Collection entries:

┄┄┄┄┄┄

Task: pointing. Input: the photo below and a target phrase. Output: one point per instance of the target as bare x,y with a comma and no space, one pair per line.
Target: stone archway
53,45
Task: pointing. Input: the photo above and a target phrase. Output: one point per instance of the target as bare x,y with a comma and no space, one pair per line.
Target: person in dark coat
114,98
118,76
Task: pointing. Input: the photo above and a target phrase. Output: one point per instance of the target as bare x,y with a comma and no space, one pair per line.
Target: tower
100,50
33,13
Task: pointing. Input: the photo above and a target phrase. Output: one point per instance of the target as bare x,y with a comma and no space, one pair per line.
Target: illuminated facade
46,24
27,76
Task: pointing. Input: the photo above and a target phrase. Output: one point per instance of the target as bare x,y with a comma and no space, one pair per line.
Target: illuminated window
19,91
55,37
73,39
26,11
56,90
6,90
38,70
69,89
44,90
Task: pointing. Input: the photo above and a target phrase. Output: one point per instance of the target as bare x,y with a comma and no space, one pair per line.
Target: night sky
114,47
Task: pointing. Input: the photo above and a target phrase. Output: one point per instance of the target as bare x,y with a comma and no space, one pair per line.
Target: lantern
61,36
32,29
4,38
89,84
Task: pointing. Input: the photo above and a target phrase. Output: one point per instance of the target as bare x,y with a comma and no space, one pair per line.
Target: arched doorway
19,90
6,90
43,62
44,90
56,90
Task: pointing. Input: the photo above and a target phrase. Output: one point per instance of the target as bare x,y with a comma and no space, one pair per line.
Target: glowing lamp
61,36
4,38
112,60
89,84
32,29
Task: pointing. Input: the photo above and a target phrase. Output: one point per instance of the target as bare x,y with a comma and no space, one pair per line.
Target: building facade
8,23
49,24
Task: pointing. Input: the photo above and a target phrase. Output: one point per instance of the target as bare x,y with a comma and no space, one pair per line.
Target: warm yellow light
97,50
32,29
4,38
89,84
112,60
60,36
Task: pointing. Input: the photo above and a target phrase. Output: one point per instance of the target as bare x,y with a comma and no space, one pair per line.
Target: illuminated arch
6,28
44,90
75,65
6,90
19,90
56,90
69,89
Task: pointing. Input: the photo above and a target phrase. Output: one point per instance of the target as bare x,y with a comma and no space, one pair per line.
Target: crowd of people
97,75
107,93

┄┄┄┄┄┄

Exercise objective - When you output the entries, keep every line exactly as it appears above.

Response to the task -
Task: pointing. Input: the photo below and a target phrase. Output: one point per instance of the target as bare x,y with a comma and no space, one pair per line.
Target: stone archway
53,45
Task: pointing. Input: the photo above and a target phrase. Output: one point per instance of the target as bare x,y with a comma and no space, one pair per line.
Target: person in dark coat
114,98
118,76
Task: pointing. Input: the photo above and a target phrase. Output: one point per instance of the target as bare x,y with a comma and no space, one pair per line.
Target: tower
100,50
33,13
Task: pointing. Input: the photo above and a target phrase. Output: one point per instance of the target as bare x,y with a comma and no space, one pair per line.
Target: illuminated facade
46,24
27,76
Task: pointing. Input: the photo above and a target phrase. Output: one point per instance of the target as bare x,y with a comma and no space, one pair per line.
Target: illuminated window
19,91
55,37
73,39
26,11
56,90
6,90
38,70
69,89
44,90
Task: pointing. Input: the photo above and a target phrase. Output: one point per instance of the target as bare x,y with a comma and no space, one pair per line.
Target: night sky
114,47
Task: pointing. Input: the photo above and a target phrase. Output: one point per instance of the target as bare x,y with a comma and no space, one pair per line.
Target: lantern
61,36
32,29
4,38
89,84
Task: pointing. Input: the photo above and a target phrase. Output: one point per instance of the target as bare x,y with a comma and no space, one pair per line.
Target: arched doorway
19,90
6,90
43,62
44,90
56,90
Task: pointing. Input: the photo above and a target phrase. Output: one point per instance of the target as bare x,y with a comma and no space, one pair per line.
Target: glowing lamp
61,36
4,38
112,60
89,84
32,29
Task: pointing. Input: the photo above and a target phrase. Output: one point per instance of the target as bare x,y with a comma and no space, one pair per line.
Target: building facade
8,23
49,24
Task: pointing. Input: the photo above and a target phrase. Output: one point per instance of the target as bare x,y with a comma and no space, one pair per line.
Target: warm yellow light
97,50
32,29
4,38
89,84
112,60
60,36
Task: pointing. Input: the photo above and a target phrase. Output: one point per instance of the target as bare x,y with a comma and no space, one pair per line.
Target: illuminated arch
6,28
44,90
75,65
6,90
19,90
56,90
69,89
Task: pointing. Input: the photo above and a target phrase. Output: one point per instance of the target as bare x,y with a comma and no space, one pair per line.
Target: crowd of people
97,75
107,93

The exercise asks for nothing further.